• Aufgabe:
Welche Berufe nennt der Brief über Reich-Ranickis Fernsehkritik als Beispiele für Bekannte, die verkünden, gar nicht mehr fernzusehen?

# taz.de -- TV-Moderator Thadeusz über Reich-Ranickis TV-Kritik: Wer ist Schuld an Rosamunde Pilcher?
       
       > Fernsehpreis-Amokläufer Reich-Ranicki findet alles in der Glotze doof.
       > Aber was kann das Fernsehen dafür, dass die Leute Mario Barth sehen
       > wollen? Sie lesen doch auch Pilcher! Ein Brief von Jörg Thadeusz.
       
 (IMG) Bild: Bekennende Nicht-Fernseher gehen Thadeusz auf den Keks.
       
       Guten Tag, liebe Zuschauerinnen und Zuschauer!
       
       Beim nächsten Mal gehe ich und nehme das Essen nicht an.
       
       Wenn ich das nächste Mal mit Bekannten aus der Informationselite
       zusammensitze und wieder ein Webdesigner oder Dramaturg oder
       Hauptstadtjournalist verkündet, dass er überhaupt gar nicht mehr fernsieht,
       dann verschwinde ich lieber. Zigmal habe ich diese Botschaft schon gehört.
       Immer triumphal in die Umgebung getutet, als habe der zukünftige
       Nicht-Fernseher die Armut auf der Welt ein für alle Mal abgeschafft.
       Selbstverständlich soll ich mich in diesen Momenten schämen, weil ich mein
       Geld mit TV verdiene. Und ebenso selbstverständlich hat mir Marcel
       Reich-Ranicki am vergangenen Wochenende hinter die Ohren geschrieben, was
       meine klugen Bekannten schon immer wussten. Alles nur Blödsinn.

• Material:

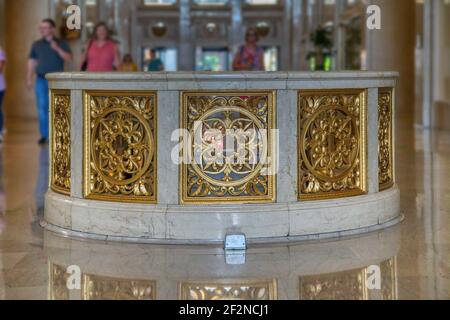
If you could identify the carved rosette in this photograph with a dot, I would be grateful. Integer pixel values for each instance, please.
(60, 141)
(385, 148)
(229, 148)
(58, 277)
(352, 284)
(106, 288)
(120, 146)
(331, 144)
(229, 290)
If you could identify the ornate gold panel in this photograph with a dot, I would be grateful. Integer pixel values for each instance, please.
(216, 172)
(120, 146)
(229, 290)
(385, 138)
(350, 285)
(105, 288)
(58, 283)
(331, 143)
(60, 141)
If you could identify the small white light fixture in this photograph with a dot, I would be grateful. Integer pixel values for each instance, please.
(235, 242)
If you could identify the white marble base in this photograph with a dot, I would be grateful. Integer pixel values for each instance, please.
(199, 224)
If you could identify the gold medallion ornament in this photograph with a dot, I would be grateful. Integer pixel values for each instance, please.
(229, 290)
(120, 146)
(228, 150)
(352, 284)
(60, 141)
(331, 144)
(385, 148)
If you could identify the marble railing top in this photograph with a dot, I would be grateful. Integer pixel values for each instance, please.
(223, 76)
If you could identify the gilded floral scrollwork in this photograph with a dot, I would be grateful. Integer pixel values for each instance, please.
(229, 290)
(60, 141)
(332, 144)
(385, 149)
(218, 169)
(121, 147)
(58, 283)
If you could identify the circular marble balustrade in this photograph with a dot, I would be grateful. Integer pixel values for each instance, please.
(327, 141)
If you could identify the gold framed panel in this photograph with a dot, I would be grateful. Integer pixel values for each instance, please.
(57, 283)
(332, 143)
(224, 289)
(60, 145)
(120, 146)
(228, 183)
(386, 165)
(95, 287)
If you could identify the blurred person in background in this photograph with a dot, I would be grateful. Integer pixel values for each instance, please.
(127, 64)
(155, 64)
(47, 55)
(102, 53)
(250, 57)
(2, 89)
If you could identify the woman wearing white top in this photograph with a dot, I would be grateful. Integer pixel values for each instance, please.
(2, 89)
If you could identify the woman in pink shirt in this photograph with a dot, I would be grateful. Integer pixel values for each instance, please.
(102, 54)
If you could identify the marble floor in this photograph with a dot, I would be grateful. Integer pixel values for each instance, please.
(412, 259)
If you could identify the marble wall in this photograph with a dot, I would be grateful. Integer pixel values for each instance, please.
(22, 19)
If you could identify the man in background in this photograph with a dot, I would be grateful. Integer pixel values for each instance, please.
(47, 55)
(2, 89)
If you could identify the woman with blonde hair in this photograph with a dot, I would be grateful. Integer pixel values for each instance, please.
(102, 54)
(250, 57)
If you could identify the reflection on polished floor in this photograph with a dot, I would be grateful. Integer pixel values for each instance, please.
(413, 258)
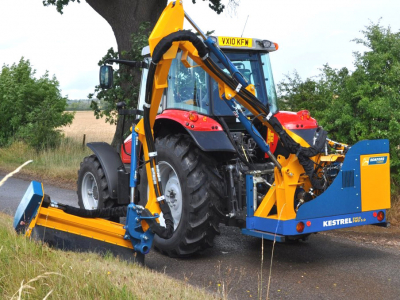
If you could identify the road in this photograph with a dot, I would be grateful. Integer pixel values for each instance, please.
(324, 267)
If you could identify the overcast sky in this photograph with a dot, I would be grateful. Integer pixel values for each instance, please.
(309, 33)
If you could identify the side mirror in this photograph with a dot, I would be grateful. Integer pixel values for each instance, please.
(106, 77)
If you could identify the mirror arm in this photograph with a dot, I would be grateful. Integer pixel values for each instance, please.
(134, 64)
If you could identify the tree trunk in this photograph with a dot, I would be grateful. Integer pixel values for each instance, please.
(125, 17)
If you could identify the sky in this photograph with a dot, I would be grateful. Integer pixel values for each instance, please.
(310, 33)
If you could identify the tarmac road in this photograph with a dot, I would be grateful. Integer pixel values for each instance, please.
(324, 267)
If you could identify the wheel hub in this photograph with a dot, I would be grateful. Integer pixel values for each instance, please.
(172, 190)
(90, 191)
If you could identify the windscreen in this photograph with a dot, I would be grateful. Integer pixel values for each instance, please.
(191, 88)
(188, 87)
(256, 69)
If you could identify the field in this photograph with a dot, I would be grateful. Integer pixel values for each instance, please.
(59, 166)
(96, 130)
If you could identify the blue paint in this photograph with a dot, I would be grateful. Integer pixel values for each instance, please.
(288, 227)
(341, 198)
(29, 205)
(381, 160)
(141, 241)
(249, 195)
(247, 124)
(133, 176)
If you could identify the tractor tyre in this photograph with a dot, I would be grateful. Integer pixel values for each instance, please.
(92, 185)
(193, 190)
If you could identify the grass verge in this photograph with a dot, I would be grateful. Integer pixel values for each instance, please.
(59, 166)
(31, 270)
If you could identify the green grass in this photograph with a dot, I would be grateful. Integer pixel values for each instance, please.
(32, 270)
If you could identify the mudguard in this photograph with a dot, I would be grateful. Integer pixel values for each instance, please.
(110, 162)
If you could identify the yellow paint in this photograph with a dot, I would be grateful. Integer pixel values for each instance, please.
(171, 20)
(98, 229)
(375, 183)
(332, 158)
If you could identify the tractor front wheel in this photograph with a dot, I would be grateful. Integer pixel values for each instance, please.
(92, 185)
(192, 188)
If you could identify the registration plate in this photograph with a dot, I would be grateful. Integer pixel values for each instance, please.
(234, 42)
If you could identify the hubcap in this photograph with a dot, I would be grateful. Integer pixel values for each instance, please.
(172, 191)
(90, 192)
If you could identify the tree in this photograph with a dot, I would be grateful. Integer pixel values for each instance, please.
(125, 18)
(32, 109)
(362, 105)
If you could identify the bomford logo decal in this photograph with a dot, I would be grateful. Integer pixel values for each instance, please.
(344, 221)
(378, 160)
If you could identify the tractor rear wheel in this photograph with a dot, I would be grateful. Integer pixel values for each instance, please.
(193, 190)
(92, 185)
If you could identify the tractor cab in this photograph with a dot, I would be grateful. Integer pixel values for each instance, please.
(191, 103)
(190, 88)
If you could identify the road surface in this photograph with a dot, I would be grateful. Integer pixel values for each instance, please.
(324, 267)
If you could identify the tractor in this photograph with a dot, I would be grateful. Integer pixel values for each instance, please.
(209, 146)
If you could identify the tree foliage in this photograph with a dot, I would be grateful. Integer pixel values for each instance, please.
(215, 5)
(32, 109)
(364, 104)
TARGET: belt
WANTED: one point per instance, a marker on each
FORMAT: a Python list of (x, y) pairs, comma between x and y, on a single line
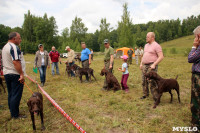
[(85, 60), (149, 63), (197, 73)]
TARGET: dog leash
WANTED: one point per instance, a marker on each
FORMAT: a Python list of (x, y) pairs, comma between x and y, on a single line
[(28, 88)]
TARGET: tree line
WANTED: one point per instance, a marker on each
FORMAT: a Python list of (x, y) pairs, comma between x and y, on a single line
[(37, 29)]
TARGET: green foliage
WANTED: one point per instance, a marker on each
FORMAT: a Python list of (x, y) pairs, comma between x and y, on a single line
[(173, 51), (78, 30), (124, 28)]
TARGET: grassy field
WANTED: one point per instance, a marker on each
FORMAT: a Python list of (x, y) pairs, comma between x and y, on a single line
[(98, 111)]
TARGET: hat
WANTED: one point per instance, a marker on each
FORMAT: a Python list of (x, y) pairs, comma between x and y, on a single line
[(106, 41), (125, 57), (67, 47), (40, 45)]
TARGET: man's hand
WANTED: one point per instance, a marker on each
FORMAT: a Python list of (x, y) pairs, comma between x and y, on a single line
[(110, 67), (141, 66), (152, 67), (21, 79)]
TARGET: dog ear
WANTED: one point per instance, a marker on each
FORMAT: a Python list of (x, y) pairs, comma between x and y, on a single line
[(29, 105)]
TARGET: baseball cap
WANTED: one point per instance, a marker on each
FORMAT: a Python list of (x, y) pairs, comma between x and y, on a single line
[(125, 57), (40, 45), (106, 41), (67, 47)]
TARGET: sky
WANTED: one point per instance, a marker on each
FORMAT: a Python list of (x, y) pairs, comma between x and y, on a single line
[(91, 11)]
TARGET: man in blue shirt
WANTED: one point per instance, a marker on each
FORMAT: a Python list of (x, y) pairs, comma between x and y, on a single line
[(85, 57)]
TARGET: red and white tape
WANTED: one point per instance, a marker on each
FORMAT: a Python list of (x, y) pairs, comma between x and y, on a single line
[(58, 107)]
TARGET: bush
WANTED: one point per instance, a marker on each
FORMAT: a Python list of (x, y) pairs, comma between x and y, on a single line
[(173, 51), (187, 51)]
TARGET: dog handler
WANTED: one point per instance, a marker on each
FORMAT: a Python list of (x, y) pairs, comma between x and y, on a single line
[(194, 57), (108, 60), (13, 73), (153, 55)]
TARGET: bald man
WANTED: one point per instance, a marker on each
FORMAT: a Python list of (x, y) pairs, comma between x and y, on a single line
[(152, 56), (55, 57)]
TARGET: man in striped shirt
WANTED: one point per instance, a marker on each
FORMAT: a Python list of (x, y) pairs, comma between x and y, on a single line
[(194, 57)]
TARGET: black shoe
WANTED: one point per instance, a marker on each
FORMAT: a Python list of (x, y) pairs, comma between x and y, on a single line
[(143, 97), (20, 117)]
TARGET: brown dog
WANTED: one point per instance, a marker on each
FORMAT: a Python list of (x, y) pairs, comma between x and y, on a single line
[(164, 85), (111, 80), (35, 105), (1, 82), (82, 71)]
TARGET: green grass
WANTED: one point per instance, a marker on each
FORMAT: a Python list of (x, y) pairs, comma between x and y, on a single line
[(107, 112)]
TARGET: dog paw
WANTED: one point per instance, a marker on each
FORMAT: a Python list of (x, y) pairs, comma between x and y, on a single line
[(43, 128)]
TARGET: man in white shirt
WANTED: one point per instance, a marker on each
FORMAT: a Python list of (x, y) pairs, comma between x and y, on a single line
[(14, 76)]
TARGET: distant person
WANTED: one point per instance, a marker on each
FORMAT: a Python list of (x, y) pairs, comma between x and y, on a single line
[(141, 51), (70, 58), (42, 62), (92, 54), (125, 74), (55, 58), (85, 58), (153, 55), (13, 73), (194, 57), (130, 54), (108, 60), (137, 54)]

• Lösung:
Webdesigner, Dramaturg oder Hauptstadtjournalist.